**Your assignment**
Wherever the string "Give" turns up in the data, copy the whole line.

+++ Provided records +++

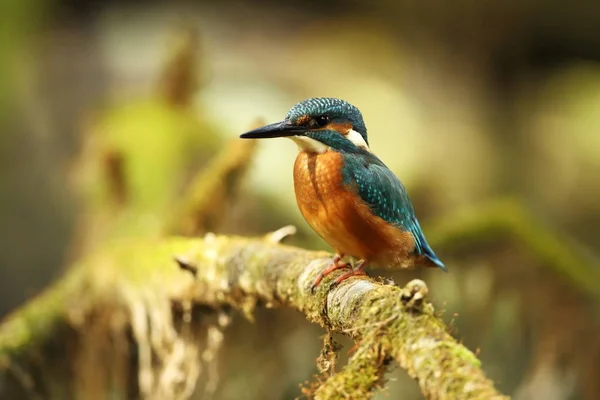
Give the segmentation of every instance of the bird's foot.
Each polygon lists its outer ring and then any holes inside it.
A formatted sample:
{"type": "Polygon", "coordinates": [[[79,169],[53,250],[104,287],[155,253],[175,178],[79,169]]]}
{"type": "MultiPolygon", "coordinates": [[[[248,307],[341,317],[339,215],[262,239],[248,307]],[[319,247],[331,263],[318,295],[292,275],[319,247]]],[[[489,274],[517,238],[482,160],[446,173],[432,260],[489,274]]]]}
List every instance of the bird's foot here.
{"type": "Polygon", "coordinates": [[[339,285],[342,281],[345,281],[346,279],[351,278],[353,276],[367,275],[367,273],[364,271],[364,268],[366,265],[367,265],[367,262],[365,260],[359,261],[358,264],[356,265],[356,267],[354,267],[354,269],[352,271],[345,273],[344,275],[340,276],[335,281],[333,281],[333,283],[331,284],[331,287],[339,285]]]}
{"type": "Polygon", "coordinates": [[[402,302],[406,308],[417,310],[423,304],[423,300],[429,293],[425,282],[420,279],[413,279],[402,288],[402,302]]]}
{"type": "Polygon", "coordinates": [[[315,288],[317,286],[319,286],[319,283],[321,283],[321,281],[323,280],[323,278],[325,278],[327,275],[331,274],[333,271],[341,269],[341,268],[348,268],[348,266],[350,266],[349,263],[347,262],[342,262],[342,258],[344,258],[343,254],[337,254],[334,258],[333,258],[333,262],[327,267],[325,268],[323,271],[321,271],[319,273],[319,275],[317,276],[317,278],[315,279],[315,281],[313,282],[310,291],[314,292],[315,288]]]}

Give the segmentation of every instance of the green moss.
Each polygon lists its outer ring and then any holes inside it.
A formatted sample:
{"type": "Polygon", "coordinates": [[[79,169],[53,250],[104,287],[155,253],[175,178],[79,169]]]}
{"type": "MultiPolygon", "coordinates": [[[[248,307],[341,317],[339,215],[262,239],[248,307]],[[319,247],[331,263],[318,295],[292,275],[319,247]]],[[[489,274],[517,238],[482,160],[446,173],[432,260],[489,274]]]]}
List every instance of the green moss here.
{"type": "Polygon", "coordinates": [[[450,399],[474,388],[461,398],[501,398],[475,356],[456,343],[427,305],[403,306],[403,289],[368,278],[329,289],[340,271],[311,293],[310,284],[328,262],[330,256],[322,252],[237,237],[121,242],[72,269],[0,326],[0,354],[16,355],[14,349],[30,354],[34,343],[53,340],[52,325],[68,321],[72,305],[85,315],[97,305],[127,310],[131,302],[144,307],[178,301],[228,304],[246,312],[260,302],[298,309],[359,344],[349,364],[320,384],[321,398],[368,398],[381,384],[390,358],[426,396],[450,399]],[[195,279],[178,267],[175,255],[198,267],[195,279]]]}
{"type": "Polygon", "coordinates": [[[481,367],[481,361],[479,361],[475,354],[465,346],[453,346],[451,351],[456,357],[471,363],[474,367],[481,367]]]}

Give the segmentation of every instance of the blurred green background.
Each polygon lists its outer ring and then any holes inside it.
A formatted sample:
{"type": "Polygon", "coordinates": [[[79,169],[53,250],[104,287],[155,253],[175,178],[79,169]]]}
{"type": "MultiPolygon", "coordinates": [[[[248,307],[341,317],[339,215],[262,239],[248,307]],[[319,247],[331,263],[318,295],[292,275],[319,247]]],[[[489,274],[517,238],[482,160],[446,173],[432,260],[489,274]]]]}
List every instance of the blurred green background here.
{"type": "MultiPolygon", "coordinates": [[[[600,3],[4,0],[0,314],[98,243],[159,235],[224,143],[319,96],[362,111],[426,233],[510,196],[600,268],[600,3]]],[[[296,151],[261,142],[215,230],[291,223],[327,249],[295,204],[296,151]]],[[[428,282],[502,391],[600,398],[597,297],[511,241],[436,252],[450,274],[392,275],[428,282]]],[[[322,331],[285,311],[235,324],[215,397],[299,395],[322,331]]],[[[403,371],[387,392],[422,398],[403,371]]]]}

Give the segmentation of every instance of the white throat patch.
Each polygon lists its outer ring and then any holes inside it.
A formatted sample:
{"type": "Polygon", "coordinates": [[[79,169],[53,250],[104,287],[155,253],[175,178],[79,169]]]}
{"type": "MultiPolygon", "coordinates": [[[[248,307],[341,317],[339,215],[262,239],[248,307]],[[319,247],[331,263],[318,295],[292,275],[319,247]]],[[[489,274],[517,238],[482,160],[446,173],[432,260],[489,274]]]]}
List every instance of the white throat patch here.
{"type": "Polygon", "coordinates": [[[311,139],[307,136],[290,136],[290,139],[296,143],[298,150],[300,151],[322,154],[329,150],[329,146],[326,144],[321,143],[318,140],[311,139]]]}
{"type": "MultiPolygon", "coordinates": [[[[321,143],[318,140],[309,138],[307,136],[290,136],[290,139],[296,143],[298,146],[298,150],[300,151],[308,151],[310,153],[319,153],[323,154],[329,150],[329,146],[325,143],[321,143]]],[[[363,139],[362,135],[355,130],[351,129],[346,135],[346,139],[354,143],[356,147],[360,147],[361,149],[365,149],[367,151],[371,151],[365,139],[363,139]]]]}

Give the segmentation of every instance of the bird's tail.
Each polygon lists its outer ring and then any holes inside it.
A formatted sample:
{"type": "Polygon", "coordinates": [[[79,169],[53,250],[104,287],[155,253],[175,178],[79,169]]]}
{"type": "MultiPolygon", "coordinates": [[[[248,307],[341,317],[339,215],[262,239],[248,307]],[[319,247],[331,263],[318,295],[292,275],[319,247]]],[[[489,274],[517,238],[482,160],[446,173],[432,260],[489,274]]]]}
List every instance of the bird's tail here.
{"type": "Polygon", "coordinates": [[[419,225],[419,221],[416,218],[413,220],[414,226],[416,229],[413,230],[413,236],[415,237],[415,245],[417,246],[418,253],[423,256],[423,258],[431,264],[432,267],[438,267],[448,272],[448,268],[444,265],[444,263],[438,258],[438,256],[434,253],[434,251],[427,243],[425,239],[425,235],[421,230],[421,226],[419,225]]]}
{"type": "Polygon", "coordinates": [[[430,261],[434,266],[441,268],[444,272],[448,272],[448,268],[444,265],[444,263],[438,258],[438,256],[433,252],[429,244],[425,242],[425,246],[421,250],[423,256],[430,261]]]}

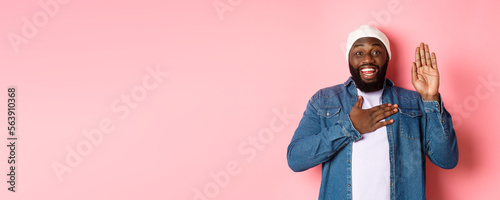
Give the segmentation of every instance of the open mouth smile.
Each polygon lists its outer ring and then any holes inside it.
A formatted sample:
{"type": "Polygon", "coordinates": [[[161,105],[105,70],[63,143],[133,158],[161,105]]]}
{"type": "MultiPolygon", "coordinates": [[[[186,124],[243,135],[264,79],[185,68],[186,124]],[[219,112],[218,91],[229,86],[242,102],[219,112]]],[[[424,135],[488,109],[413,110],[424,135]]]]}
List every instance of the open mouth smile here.
{"type": "Polygon", "coordinates": [[[361,77],[365,80],[375,79],[377,77],[378,69],[373,66],[361,67],[359,70],[361,77]]]}

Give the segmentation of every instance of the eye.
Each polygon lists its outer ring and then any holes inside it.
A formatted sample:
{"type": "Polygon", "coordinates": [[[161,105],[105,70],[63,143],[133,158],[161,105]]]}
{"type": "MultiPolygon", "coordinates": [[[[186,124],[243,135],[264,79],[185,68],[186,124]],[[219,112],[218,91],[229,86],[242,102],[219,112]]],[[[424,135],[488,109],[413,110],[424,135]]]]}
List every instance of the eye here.
{"type": "Polygon", "coordinates": [[[380,51],[374,51],[373,52],[373,55],[379,55],[380,54],[380,51]]]}
{"type": "Polygon", "coordinates": [[[356,52],[356,55],[357,55],[357,56],[362,56],[362,55],[363,55],[363,52],[358,51],[358,52],[356,52]]]}

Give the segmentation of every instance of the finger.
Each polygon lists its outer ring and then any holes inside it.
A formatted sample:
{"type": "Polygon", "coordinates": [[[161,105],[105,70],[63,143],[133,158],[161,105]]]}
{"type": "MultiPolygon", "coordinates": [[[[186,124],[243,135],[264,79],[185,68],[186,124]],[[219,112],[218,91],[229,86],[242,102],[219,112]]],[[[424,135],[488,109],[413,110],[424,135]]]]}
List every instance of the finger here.
{"type": "Polygon", "coordinates": [[[377,112],[384,112],[384,111],[390,110],[391,107],[394,106],[394,105],[392,105],[390,103],[386,103],[386,104],[374,106],[374,107],[369,108],[367,110],[370,111],[371,112],[370,114],[373,115],[373,114],[377,114],[377,112]]]}
{"type": "Polygon", "coordinates": [[[436,54],[434,52],[432,52],[431,58],[432,58],[432,68],[437,69],[438,64],[437,64],[437,60],[436,60],[436,54]]]}
{"type": "Polygon", "coordinates": [[[370,117],[373,118],[373,121],[377,122],[379,120],[376,120],[375,117],[379,116],[380,114],[390,111],[391,107],[373,107],[370,109],[370,117]]]}
{"type": "Polygon", "coordinates": [[[415,64],[420,67],[420,47],[415,48],[415,64]]]}
{"type": "Polygon", "coordinates": [[[418,77],[417,77],[417,65],[415,64],[415,62],[412,63],[411,65],[411,78],[412,80],[417,80],[418,77]]]}
{"type": "Polygon", "coordinates": [[[425,65],[425,46],[424,43],[420,43],[420,62],[425,65]]]}
{"type": "Polygon", "coordinates": [[[397,108],[391,108],[390,110],[387,110],[387,111],[384,111],[384,112],[382,112],[382,113],[380,113],[378,115],[375,115],[374,120],[376,122],[378,122],[378,121],[383,120],[383,119],[385,119],[385,118],[387,118],[387,117],[389,117],[391,115],[394,115],[397,112],[398,112],[397,108]]]}
{"type": "Polygon", "coordinates": [[[425,64],[431,66],[431,54],[429,53],[429,45],[425,45],[425,64]]]}
{"type": "Polygon", "coordinates": [[[387,106],[370,113],[370,115],[373,117],[375,122],[378,122],[386,117],[391,116],[395,112],[397,112],[396,107],[387,106]]]}
{"type": "Polygon", "coordinates": [[[394,123],[393,119],[386,120],[386,121],[381,121],[381,122],[377,122],[375,124],[375,129],[378,129],[378,128],[382,127],[382,126],[387,126],[387,125],[392,124],[392,123],[394,123]]]}
{"type": "Polygon", "coordinates": [[[358,100],[356,101],[356,104],[354,106],[357,106],[358,108],[363,108],[363,97],[358,95],[358,100]]]}
{"type": "Polygon", "coordinates": [[[389,108],[390,108],[390,107],[394,107],[394,108],[396,108],[396,107],[398,107],[398,104],[384,103],[384,104],[382,104],[382,105],[374,106],[374,107],[372,107],[372,108],[370,108],[370,109],[374,109],[374,110],[376,109],[376,110],[378,110],[378,109],[380,109],[380,108],[387,108],[387,107],[389,107],[389,108]]]}

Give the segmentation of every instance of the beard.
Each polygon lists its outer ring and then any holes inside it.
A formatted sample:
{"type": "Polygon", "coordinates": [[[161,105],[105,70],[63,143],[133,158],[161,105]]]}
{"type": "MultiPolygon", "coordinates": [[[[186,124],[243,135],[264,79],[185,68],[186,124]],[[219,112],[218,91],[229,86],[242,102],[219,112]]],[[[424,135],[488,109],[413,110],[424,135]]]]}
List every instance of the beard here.
{"type": "Polygon", "coordinates": [[[377,68],[377,76],[375,82],[367,83],[361,79],[361,72],[359,70],[354,69],[354,67],[349,63],[349,71],[351,71],[352,80],[356,84],[356,87],[362,92],[374,92],[377,90],[381,90],[384,88],[385,83],[385,74],[387,72],[387,65],[389,61],[385,62],[382,67],[378,67],[375,65],[370,65],[377,68]]]}

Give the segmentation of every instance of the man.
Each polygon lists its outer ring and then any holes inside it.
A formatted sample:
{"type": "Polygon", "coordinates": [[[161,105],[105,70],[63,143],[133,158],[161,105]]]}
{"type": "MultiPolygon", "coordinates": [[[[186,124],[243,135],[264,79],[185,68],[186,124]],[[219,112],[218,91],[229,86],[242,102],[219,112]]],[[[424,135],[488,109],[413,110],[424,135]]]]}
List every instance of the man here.
{"type": "Polygon", "coordinates": [[[416,48],[415,92],[385,78],[391,49],[378,29],[361,26],[346,48],[351,77],[309,100],[288,165],[299,172],[322,164],[319,199],[425,199],[425,156],[445,169],[458,163],[435,53],[416,48]]]}

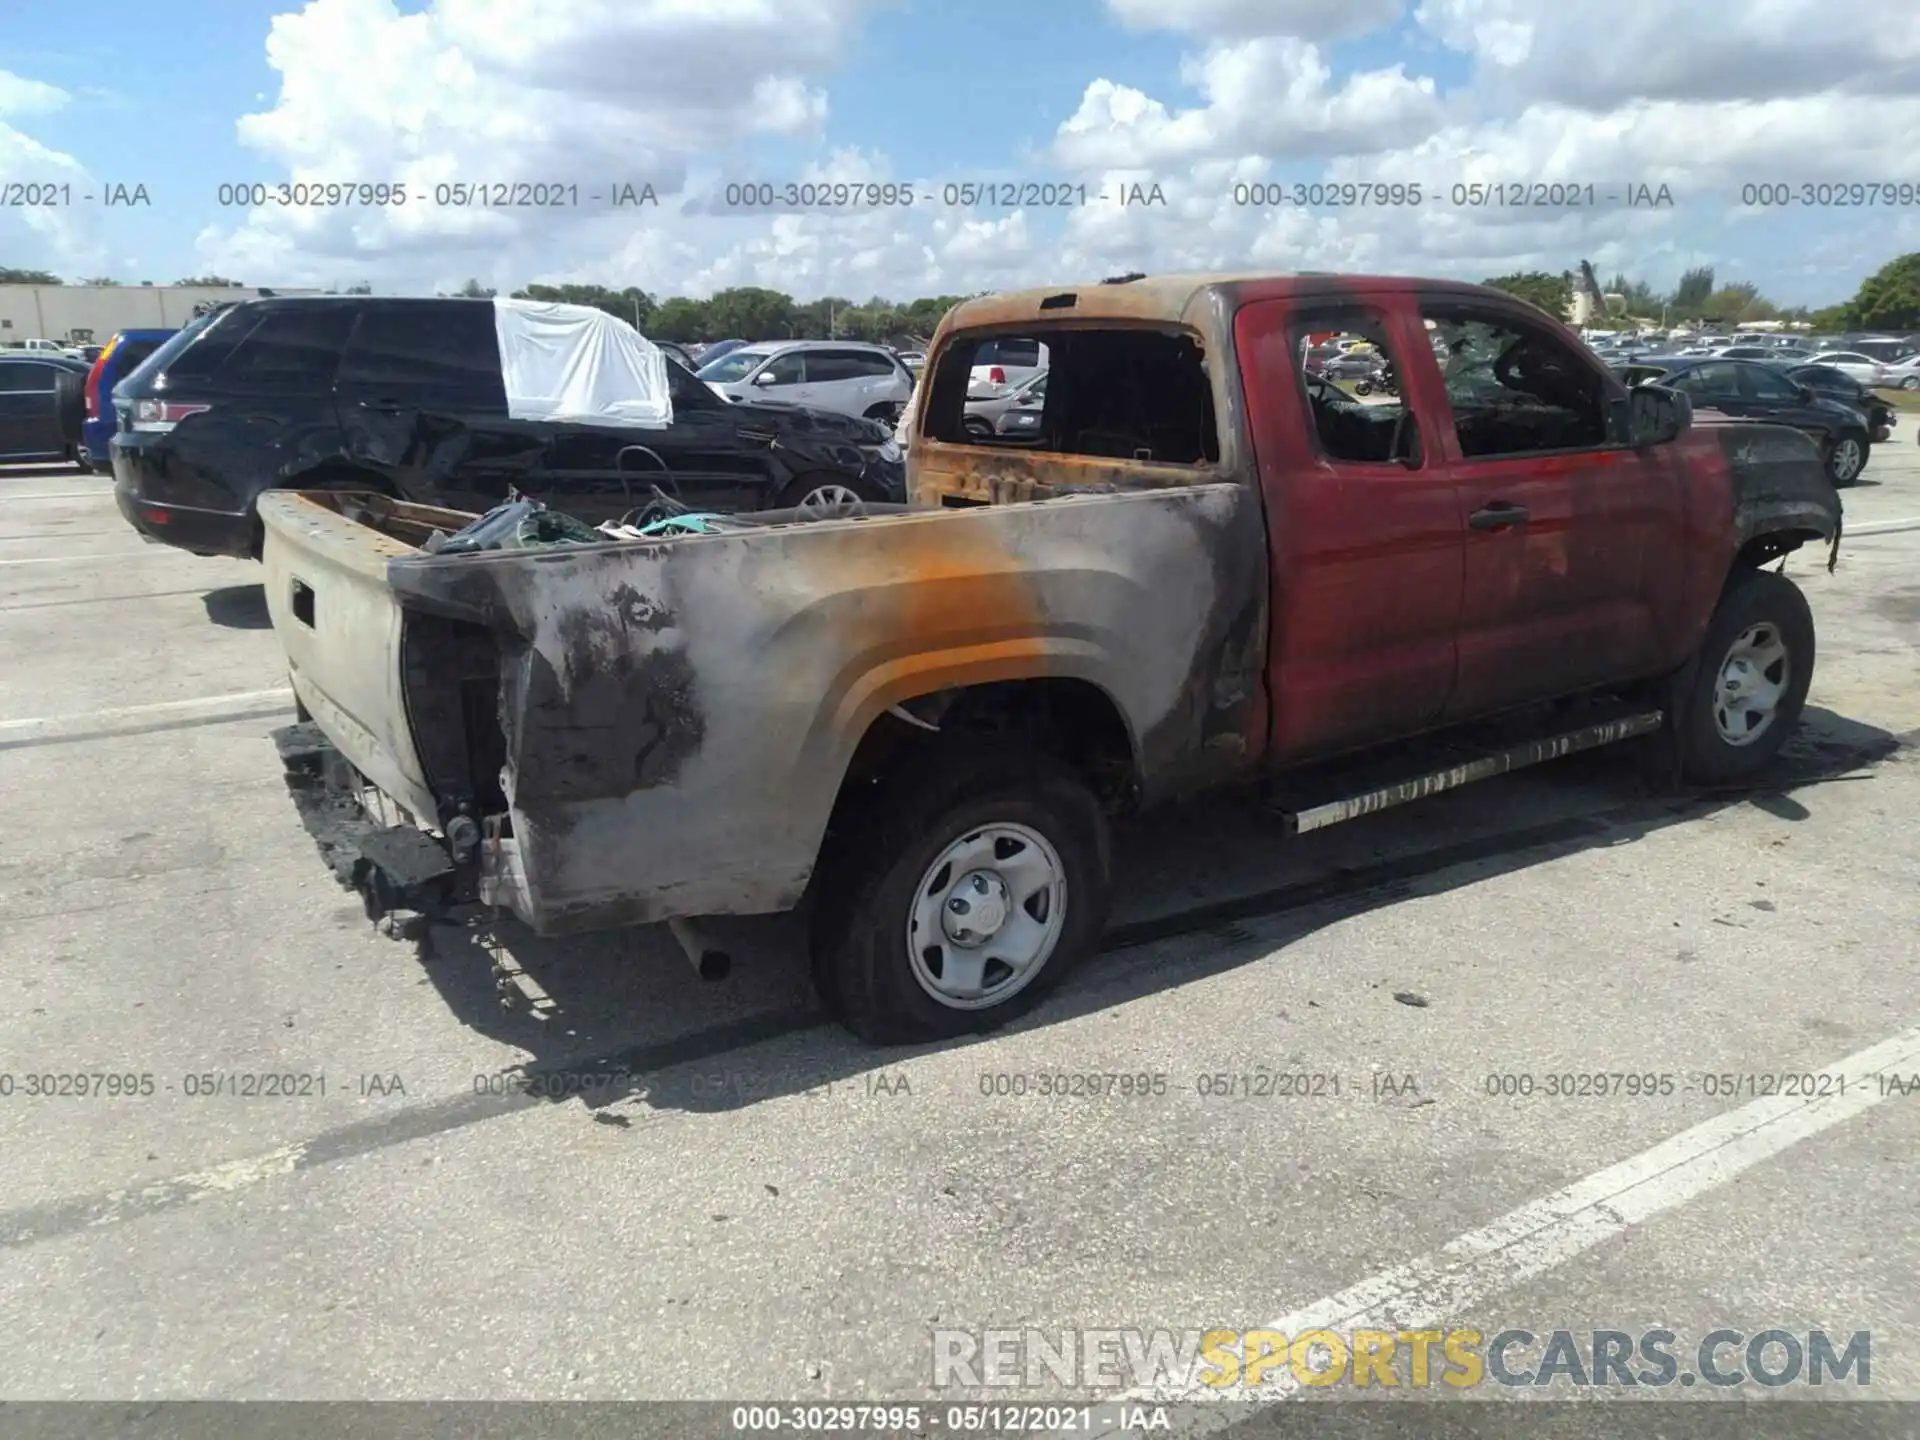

+++

**Response area**
Give the segmentation of every instance of the bird's foot.
Give the segmentation of every instance of the green moss.
Give the segmentation of every instance of the blurred green background.
Give the segmentation of every instance of the white throat patch.
Give the segmentation of every instance of the bird's tail.
Give the segmentation of every instance of the open mouth smile.
Give the segmentation of every instance of the eye.
Give the segmentation of every instance of the finger.
Give the segmentation of every instance of the beard.
Give the segmentation of every instance of the man.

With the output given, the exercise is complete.